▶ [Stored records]
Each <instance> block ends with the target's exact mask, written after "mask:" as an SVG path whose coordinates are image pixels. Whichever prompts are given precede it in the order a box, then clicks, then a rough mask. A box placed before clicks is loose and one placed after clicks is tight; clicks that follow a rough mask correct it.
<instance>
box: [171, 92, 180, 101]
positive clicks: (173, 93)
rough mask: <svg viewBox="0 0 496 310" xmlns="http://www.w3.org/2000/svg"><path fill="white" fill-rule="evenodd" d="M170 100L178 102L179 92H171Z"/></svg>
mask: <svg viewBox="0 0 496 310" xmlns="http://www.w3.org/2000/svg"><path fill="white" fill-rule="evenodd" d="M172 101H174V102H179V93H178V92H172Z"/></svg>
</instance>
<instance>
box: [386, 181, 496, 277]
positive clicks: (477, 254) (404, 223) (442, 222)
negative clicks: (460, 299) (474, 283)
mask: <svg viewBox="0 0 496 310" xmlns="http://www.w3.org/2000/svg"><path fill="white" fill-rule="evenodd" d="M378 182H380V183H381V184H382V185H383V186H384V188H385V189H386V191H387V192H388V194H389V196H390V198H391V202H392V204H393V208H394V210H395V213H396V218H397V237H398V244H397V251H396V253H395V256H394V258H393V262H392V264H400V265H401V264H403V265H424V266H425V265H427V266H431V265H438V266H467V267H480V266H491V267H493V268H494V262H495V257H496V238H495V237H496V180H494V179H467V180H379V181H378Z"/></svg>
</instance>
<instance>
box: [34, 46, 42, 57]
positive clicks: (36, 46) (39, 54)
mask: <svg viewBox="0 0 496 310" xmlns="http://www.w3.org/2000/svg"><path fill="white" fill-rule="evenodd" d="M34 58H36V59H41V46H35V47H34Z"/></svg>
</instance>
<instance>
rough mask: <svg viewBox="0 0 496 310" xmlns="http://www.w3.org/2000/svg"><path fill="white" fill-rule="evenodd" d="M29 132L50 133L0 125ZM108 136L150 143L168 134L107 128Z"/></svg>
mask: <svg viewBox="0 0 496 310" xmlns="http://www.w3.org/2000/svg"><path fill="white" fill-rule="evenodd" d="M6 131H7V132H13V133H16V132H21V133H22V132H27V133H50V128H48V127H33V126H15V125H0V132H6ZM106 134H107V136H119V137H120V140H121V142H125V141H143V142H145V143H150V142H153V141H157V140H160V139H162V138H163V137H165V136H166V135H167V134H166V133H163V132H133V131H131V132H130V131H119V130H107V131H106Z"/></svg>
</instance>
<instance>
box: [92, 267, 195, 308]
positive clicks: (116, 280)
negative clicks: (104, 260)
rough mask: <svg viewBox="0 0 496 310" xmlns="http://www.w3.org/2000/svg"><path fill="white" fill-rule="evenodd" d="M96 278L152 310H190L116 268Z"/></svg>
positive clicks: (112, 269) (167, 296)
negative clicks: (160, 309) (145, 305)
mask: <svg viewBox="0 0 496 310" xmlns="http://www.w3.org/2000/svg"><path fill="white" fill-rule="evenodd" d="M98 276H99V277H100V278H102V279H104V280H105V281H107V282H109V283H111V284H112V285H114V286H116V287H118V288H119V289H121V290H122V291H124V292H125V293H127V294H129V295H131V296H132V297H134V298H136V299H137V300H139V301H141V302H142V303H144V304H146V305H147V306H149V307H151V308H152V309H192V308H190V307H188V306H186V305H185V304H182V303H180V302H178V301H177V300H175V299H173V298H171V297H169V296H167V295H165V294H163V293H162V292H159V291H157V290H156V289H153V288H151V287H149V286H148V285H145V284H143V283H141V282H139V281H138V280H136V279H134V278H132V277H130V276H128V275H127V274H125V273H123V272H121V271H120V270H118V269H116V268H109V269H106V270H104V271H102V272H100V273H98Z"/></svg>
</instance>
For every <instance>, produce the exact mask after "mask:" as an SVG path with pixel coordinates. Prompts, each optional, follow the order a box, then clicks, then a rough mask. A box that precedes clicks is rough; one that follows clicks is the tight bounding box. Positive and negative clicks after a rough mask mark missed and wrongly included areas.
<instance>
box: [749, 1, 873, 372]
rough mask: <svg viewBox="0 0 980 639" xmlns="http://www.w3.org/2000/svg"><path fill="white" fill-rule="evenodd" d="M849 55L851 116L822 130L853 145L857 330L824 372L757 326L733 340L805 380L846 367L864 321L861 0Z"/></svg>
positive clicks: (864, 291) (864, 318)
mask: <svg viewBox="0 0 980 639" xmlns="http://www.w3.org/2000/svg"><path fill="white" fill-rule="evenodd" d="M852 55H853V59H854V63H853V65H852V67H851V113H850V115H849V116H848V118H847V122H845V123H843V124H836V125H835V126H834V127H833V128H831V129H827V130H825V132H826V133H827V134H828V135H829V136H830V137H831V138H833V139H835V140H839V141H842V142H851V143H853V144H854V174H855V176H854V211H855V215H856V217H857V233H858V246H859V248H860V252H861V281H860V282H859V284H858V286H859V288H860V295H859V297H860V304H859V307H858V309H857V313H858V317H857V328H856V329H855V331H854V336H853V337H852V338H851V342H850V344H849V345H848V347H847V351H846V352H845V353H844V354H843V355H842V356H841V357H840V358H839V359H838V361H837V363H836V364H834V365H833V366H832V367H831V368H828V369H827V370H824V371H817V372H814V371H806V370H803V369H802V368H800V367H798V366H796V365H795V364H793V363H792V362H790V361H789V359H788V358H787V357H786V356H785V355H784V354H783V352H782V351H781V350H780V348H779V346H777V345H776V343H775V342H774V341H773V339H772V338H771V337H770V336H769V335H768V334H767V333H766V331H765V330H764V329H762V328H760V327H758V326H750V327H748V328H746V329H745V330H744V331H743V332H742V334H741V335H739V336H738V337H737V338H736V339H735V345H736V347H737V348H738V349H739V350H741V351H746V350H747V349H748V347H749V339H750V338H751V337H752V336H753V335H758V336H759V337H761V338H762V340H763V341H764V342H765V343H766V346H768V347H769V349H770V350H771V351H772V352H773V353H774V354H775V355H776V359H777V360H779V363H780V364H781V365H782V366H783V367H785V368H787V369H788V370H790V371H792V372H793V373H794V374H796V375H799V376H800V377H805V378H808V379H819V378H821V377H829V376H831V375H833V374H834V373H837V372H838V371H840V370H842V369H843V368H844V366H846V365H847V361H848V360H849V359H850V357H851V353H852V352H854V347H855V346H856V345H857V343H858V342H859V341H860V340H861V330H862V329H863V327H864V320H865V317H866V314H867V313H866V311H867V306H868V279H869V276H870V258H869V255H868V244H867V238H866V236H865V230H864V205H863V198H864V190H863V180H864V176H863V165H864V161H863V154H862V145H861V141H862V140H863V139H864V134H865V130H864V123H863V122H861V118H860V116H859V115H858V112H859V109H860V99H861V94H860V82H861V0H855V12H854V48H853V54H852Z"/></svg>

▶ [Exercise objective] Each record above is to be returned verbatim.

▶ [Answer to the problem]
Each <instance> block ends with the target's exact mask, written after "mask:" as an SVG path whose coordinates are image pixels. Whichever prompts are given precede it in the order a box, then clicks, then a rough mask. A box placed before clicks is loose and one placed after clicks is tight; clicks that follow a rough mask correct it.
<instance>
box: [171, 92, 180, 101]
positive clicks: (173, 93)
rough mask: <svg viewBox="0 0 496 310" xmlns="http://www.w3.org/2000/svg"><path fill="white" fill-rule="evenodd" d="M170 100L178 102L179 92H171Z"/></svg>
mask: <svg viewBox="0 0 496 310" xmlns="http://www.w3.org/2000/svg"><path fill="white" fill-rule="evenodd" d="M172 101H174V102H179V93H178V92H172Z"/></svg>
</instance>
<instance>
box: [386, 181, 496, 277]
positive clicks: (477, 254) (404, 223) (442, 222)
negative clicks: (460, 299) (474, 283)
mask: <svg viewBox="0 0 496 310" xmlns="http://www.w3.org/2000/svg"><path fill="white" fill-rule="evenodd" d="M378 182H380V183H381V184H382V185H383V186H384V188H385V189H386V191H387V192H388V194H389V196H390V198H391V202H392V204H393V208H394V210H395V213H396V218H397V237H398V244H397V251H396V253H395V256H394V258H393V262H392V264H400V265H401V264H403V265H424V266H425V265H427V266H431V265H438V266H467V267H480V266H491V267H493V268H494V262H495V257H496V238H495V237H496V180H494V179H467V180H379V181H378Z"/></svg>
</instance>
<instance>
box: [34, 46, 42, 57]
positive clicks: (36, 46) (39, 54)
mask: <svg viewBox="0 0 496 310" xmlns="http://www.w3.org/2000/svg"><path fill="white" fill-rule="evenodd" d="M34 58H36V59H41V46H35V47H34Z"/></svg>
</instance>
<instance>
rough mask: <svg viewBox="0 0 496 310" xmlns="http://www.w3.org/2000/svg"><path fill="white" fill-rule="evenodd" d="M29 132L50 133L0 125ZM108 136L150 143L168 134L107 128Z"/></svg>
mask: <svg viewBox="0 0 496 310" xmlns="http://www.w3.org/2000/svg"><path fill="white" fill-rule="evenodd" d="M6 131H7V132H13V133H16V132H21V133H22V132H27V133H50V128H48V127H33V126H15V125H0V132H6ZM106 134H107V136H119V137H120V140H121V142H125V141H143V142H145V143H150V142H153V141H157V140H160V139H162V138H163V137H165V136H166V135H167V134H166V133H163V132H133V131H131V132H130V131H119V130H107V131H106Z"/></svg>
</instance>
<instance>
box: [92, 267, 195, 308]
positive clicks: (116, 280)
negative clicks: (104, 260)
rough mask: <svg viewBox="0 0 496 310" xmlns="http://www.w3.org/2000/svg"><path fill="white" fill-rule="evenodd" d="M96 278L152 310H190L116 268Z"/></svg>
positive clicks: (112, 269) (167, 296)
negative clicks: (160, 309) (145, 305)
mask: <svg viewBox="0 0 496 310" xmlns="http://www.w3.org/2000/svg"><path fill="white" fill-rule="evenodd" d="M98 276H99V277H100V278H102V279H104V280H105V281H107V282H109V283H111V284H112V285H114V286H116V287H118V288H119V289H121V290H122V291H124V292H125V293H127V294H129V295H131V296H132V297H134V298H136V299H137V300H139V301H141V302H142V303H144V304H146V305H147V306H149V307H151V308H152V309H192V308H190V307H188V306H186V305H185V304H182V303H180V302H178V301H177V300H175V299H173V298H171V297H169V296H167V295H165V294H163V293H162V292H159V291H157V290H156V289H153V288H151V287H149V286H148V285H145V284H143V283H141V282H139V281H138V280H136V279H134V278H132V277H130V276H128V275H127V274H125V273H123V272H121V271H120V270H118V269H116V268H109V269H106V270H104V271H102V272H100V273H98Z"/></svg>
</instance>
For every <instance>, produce the exact mask after "mask:" as an SVG path with pixel coordinates. Prompts, each optional, follow the order a box, then clicks, then a rough mask. A box that precedes clicks is rough; one that follows clicks is the tight bounding box. Positive and negative clicks after a rough mask mark missed and wrongly included areas.
<instance>
box: [749, 1, 873, 372]
rough mask: <svg viewBox="0 0 980 639" xmlns="http://www.w3.org/2000/svg"><path fill="white" fill-rule="evenodd" d="M849 55L851 116L822 130L853 145L857 330L824 372L757 326L733 340L805 380L846 367L864 321L861 0Z"/></svg>
positive clicks: (864, 291) (864, 318)
mask: <svg viewBox="0 0 980 639" xmlns="http://www.w3.org/2000/svg"><path fill="white" fill-rule="evenodd" d="M852 55H853V59H854V63H853V65H852V67H851V113H850V115H849V116H848V118H847V122H845V123H843V124H836V125H835V126H834V127H833V128H831V129H827V130H825V132H826V133H827V134H828V135H829V136H830V137H831V138H833V139H835V140H839V141H842V142H851V143H853V144H854V174H855V176H854V211H855V215H856V217H857V233H858V246H859V248H860V252H861V281H860V282H859V284H858V286H859V288H860V295H859V297H860V304H859V307H858V309H857V313H858V317H857V328H856V329H855V331H854V336H853V337H852V338H851V342H850V344H849V345H848V347H847V351H846V352H845V353H844V354H843V355H842V356H841V357H840V358H839V359H838V361H837V363H836V364H834V365H833V366H832V367H831V368H828V369H827V370H824V371H817V372H814V371H806V370H803V369H802V368H800V367H798V366H796V365H795V364H793V363H792V362H790V361H789V359H788V358H787V357H786V356H785V355H784V354H783V352H782V351H781V350H780V348H779V346H777V345H776V343H775V342H774V341H773V339H772V338H771V337H770V336H769V335H768V334H767V333H766V331H765V330H764V329H762V328H760V327H758V326H750V327H748V328H746V329H745V330H744V331H743V332H742V334H741V335H739V336H738V337H737V338H736V339H735V345H736V347H737V348H738V349H739V350H741V351H746V350H747V349H748V347H749V339H750V338H751V337H752V336H753V335H758V336H759V337H761V338H762V340H763V341H764V342H765V343H766V346H768V347H769V349H770V350H771V351H772V352H773V353H774V354H775V355H776V359H777V360H779V363H780V364H781V365H782V366H783V367H785V368H787V369H788V370H790V371H792V372H793V373H794V374H796V375H799V376H800V377H805V378H808V379H819V378H821V377H829V376H831V375H833V374H834V373H837V372H838V371H840V370H842V369H843V368H844V366H846V365H847V361H848V360H849V359H850V357H851V353H852V352H854V347H855V346H856V345H857V343H858V342H859V341H860V340H861V330H862V329H863V327H864V320H865V317H866V314H867V313H866V311H867V306H868V279H869V276H870V258H869V255H868V244H867V238H866V236H865V230H864V205H863V198H864V190H863V180H864V176H863V165H864V161H863V154H862V145H861V141H862V140H863V139H864V134H865V130H864V123H863V122H861V118H860V116H859V115H858V112H859V109H860V99H861V94H860V82H861V0H855V12H854V48H853V54H852Z"/></svg>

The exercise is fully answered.